Stored data entries
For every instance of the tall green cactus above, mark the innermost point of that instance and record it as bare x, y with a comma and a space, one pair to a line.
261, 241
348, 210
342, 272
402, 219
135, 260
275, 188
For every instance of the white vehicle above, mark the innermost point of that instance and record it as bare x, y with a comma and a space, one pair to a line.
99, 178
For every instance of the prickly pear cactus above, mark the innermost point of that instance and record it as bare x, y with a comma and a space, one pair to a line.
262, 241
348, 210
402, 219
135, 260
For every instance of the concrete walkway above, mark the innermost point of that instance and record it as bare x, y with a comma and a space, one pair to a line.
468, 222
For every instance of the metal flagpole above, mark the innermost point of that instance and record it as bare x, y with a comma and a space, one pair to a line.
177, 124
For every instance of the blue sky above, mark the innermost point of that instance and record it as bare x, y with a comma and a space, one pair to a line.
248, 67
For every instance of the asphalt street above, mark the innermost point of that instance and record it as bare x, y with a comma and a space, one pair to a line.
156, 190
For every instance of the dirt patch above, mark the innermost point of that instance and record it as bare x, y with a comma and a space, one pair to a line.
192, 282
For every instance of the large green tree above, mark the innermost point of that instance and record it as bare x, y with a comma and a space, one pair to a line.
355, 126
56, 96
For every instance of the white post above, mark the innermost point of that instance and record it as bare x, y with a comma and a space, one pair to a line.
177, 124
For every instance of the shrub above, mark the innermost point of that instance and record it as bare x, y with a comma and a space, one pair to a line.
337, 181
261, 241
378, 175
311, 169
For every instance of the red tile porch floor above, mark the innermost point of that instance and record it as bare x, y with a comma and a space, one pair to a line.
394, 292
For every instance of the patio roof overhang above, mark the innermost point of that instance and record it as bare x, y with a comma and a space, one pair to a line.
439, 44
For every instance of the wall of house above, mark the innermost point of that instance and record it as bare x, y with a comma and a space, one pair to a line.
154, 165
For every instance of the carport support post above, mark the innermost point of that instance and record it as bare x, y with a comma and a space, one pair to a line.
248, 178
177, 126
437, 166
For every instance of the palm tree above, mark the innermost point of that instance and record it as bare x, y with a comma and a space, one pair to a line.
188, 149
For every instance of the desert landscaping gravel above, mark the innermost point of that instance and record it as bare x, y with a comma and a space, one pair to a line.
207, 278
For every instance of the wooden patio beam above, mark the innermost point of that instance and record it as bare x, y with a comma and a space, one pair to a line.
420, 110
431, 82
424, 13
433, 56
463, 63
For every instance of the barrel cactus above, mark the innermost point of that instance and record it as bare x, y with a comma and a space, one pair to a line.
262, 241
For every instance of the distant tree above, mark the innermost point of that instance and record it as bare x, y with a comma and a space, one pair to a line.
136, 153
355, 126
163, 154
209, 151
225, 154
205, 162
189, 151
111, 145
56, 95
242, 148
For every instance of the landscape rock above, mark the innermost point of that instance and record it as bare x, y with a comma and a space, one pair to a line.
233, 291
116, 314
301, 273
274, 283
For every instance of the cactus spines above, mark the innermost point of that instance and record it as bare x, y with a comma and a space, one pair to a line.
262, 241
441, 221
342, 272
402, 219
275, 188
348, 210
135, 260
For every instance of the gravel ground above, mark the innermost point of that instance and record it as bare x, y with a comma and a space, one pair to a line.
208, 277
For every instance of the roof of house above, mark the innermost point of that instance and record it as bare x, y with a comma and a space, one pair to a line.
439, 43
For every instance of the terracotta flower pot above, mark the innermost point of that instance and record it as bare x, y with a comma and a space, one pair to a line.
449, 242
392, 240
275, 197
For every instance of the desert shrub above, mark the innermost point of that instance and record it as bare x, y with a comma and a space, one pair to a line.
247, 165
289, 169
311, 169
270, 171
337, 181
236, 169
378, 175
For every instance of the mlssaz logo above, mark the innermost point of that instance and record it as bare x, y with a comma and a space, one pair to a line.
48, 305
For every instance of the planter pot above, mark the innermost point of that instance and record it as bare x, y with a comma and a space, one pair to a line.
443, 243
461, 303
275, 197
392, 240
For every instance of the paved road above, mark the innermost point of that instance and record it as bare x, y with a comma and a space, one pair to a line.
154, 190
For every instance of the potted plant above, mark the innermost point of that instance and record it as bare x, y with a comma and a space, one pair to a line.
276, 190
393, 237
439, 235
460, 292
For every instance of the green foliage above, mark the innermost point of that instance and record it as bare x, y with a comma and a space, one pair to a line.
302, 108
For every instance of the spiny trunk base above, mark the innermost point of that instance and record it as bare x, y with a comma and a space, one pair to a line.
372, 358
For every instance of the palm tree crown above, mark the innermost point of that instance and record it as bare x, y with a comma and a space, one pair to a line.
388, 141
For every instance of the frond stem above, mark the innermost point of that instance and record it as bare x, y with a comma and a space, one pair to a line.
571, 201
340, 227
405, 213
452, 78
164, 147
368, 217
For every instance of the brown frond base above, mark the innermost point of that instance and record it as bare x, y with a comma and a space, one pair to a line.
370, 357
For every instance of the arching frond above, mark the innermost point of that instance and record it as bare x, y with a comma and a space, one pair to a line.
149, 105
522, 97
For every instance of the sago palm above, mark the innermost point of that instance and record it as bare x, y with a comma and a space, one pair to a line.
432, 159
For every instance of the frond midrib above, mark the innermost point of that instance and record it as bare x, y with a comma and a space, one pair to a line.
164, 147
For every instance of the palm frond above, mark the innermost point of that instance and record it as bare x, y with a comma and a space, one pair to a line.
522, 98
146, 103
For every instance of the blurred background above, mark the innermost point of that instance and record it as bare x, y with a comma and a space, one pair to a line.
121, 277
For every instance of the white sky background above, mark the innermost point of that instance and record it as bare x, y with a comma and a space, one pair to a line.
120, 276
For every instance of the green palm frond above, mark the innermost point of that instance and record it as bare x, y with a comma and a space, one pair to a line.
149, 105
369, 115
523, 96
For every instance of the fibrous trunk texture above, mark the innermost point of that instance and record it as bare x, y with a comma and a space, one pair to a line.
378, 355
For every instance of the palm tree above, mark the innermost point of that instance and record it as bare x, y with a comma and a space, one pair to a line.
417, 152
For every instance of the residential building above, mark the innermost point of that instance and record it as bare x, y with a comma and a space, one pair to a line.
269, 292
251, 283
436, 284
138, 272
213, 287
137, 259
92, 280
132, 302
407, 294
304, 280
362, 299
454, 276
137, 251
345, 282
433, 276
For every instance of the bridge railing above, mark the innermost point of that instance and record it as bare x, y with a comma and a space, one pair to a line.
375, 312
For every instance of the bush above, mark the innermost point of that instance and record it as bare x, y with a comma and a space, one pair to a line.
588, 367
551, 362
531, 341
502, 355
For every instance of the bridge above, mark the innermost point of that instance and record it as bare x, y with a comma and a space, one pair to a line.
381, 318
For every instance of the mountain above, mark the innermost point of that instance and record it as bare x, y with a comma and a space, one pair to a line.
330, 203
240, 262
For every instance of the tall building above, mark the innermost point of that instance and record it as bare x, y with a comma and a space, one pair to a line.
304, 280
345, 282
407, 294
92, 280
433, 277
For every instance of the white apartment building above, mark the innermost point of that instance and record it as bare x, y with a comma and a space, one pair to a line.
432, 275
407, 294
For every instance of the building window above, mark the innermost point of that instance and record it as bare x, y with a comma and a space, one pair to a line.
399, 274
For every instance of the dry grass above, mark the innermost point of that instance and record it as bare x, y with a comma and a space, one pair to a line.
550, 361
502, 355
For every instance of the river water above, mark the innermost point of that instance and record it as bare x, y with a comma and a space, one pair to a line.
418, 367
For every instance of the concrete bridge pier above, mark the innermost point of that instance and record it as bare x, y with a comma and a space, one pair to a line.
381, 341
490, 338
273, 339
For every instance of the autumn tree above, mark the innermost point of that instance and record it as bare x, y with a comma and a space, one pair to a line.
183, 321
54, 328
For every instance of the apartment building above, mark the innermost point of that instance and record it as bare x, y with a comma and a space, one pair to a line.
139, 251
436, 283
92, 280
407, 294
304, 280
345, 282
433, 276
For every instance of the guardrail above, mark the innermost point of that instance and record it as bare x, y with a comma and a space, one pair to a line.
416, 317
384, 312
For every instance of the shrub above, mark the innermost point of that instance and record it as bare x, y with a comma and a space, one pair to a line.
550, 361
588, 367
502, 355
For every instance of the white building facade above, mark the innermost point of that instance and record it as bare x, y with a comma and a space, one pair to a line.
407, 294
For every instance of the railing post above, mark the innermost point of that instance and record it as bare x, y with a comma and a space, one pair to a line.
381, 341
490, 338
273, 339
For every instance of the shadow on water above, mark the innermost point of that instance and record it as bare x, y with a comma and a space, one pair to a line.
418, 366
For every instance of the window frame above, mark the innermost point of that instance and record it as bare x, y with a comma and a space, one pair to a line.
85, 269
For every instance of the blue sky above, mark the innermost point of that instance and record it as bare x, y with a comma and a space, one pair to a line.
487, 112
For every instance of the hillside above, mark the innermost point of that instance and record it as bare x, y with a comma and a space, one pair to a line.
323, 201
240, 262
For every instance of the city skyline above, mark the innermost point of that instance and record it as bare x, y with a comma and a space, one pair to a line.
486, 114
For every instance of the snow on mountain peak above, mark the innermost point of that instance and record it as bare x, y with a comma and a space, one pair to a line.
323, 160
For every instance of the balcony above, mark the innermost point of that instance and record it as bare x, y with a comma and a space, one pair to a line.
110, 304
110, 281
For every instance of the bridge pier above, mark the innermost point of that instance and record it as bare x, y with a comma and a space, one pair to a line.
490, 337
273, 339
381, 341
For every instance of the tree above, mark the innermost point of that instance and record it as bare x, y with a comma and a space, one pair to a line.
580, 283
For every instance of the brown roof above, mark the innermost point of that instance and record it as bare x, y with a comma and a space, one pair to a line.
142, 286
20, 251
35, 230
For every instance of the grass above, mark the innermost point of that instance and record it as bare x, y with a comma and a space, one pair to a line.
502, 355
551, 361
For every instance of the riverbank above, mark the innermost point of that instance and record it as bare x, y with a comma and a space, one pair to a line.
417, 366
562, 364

Goal of the exercise. In the listing above, find the line with "For every instance of the window" and set down that line and all after it exactly, through the final line.

Task response.
For every instance of the window frame above, mark the innermost point of that instance and record it as bare x, y with a comma and a space, one pair to a line.
85, 269
For every instance of the blue sky above, mark the innermost point of that instance and record it as bare x, y with a comma and a space, one pair to a line.
487, 112
For every instance of the hillside above, mark the innermost point of that instance and record it as bare x, y with a comma and a space, one pair to a line.
323, 201
240, 262
For every instance of the city skyline above, mark the innermost point of that instance and record it as bare x, y with a comma and a space, one pair to a line.
486, 114
For every instance of the snow on mountain peak above, mark the innermost point of that instance and record it as bare x, y with a comma and a space, one pair to a line.
323, 160
For every instance of the balcony above, mark the innermost point of that instance and record it as bare x, y with a comma and a space, one pair to a line.
110, 304
110, 281
For every instance of the bridge pier above, mark the innermost point of that instance and record it as bare x, y with a comma and a space, one pair to a line.
490, 337
273, 339
381, 341
For every instance of the tree above, mark the innermost point of that instance and record it as bare x, y with a comma and a space, one pair to a line.
580, 283
For every instance of the brown roof above, mark the innermost point of that instance and record it as bare x, y with a comma and a space, one pair to a line.
142, 286
20, 251
35, 230
For every instance of the grass above, mark the innermost point of that instance and record it as bare x, y with a comma and a space, one pair to a line.
502, 355
551, 361
For every instance of the riverbank above, mark the innermost point of that instance and record it as bare x, y with a comma and a space, one pair to a line.
417, 366
562, 364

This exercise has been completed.